EXCERPTED PASSAGE:
════════════════
This is the mail archive of the gcc-patches@gcc.gnu.org mailing list for the GCC project.

Index Nav:	[Date Index] [Subject Index] [Author Index] [Thread Index]
Message Nav:	[Date Prev] [Date Next]	[Thread Prev] [Thread Next]
Other format:	[Raw text]

Re: RFA: Fix other/44566

From: Joern Rennecke <amylaar at spamcop dot net>
To: "Joseph S. Myers" <joseph at codesourcery dot com>
Cc: gcc-patches at gcc dot gnu dot org
Date: Sat, 26 Jun 2010 16:37:01 -0400
Subject: Re: RFA: Fix other/44566
References: <20100626061802.45a3nzzz4088o840-nzlynne@webmail.spamcop.net> <Pine.LNX.4.64.1006261615410.30463@digraph.polyomino.org.uk>

Quoting "Joseph S. Myers" <joseph@codesourcery.com>:

I should point out that the model I was thinking of in that analysis (of
the features supported by the multi-target toolchain) was somewhat
different from yours; the two overlap in what changes are needed, but each
model involves significant changes not needed by the other model.  Thus,
for several issues I identify, in your model they may well be less of an
issue because they relate to things you explicitly do not expect to work.
════════════════
EXTRACTED ENTRIES:
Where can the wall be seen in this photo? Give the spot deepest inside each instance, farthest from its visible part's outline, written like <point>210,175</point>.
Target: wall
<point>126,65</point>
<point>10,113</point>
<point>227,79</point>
════════════════
YOUR TASKS:
1 > Write out the part of the GCC mailing list message starting with "I should point" and going on through "expect to work.".
2 > Extend the GCC mailing list message by continuing it from where it stops.

ANSWERS TO THE EXERCISES:
1 >
I should point out that the model I was thinking of in that analysis (of
the features supported by the multi-target toolchain) was somewhat
different from yours; the two overlap in what changes are needed, but each
model involves significant changes not needed by the other model.  Thus,
for several issues I identify, in your model they may well be less of an
issue because they relate to things you explicitly do not expect to work.

2 >
Nevertheless, I think they are relevant to understanding what the
limitations of any proposed approach are.


I had a limited set of requirements, but I think my approach can be readily
extended to cover your requirements as well.

Instead of having just one main target and a set of secondary targets, we'd
have a set of targets, some or all of which would be eligible as main
targets, and some or none of which would be eligible as secondary targets -
and not every secondary target would be necessarily compatible with
all the main targets.

All the !EXTRA_TARGET code (outside of the Makefile) would probably have
to be hookized or dispatched to or something similar.

The model I has was that all the targets supported by the compiler are
essentially equal.  It would be possible to run the compiler - or other
components such as the assembler - with a --target= option to select a
particular target, and the results would be identical to those of a
single-target compiler for that target.


Yes, that's also a useful goal.  Of course, during compilation of a specific
module, you would have one target which is in charge - in your model, it
would be the only one active.

One thing you haven't mentioned that I'd need to do to accomodate this
would be to remove the special significance of targetm_array[0] - instead
there would have to be a variable that is an index in targetm_array to
indicate the currently active main target.

Some method would be added for
configure options to be specified to apply to a single target only.

Sounds sensible.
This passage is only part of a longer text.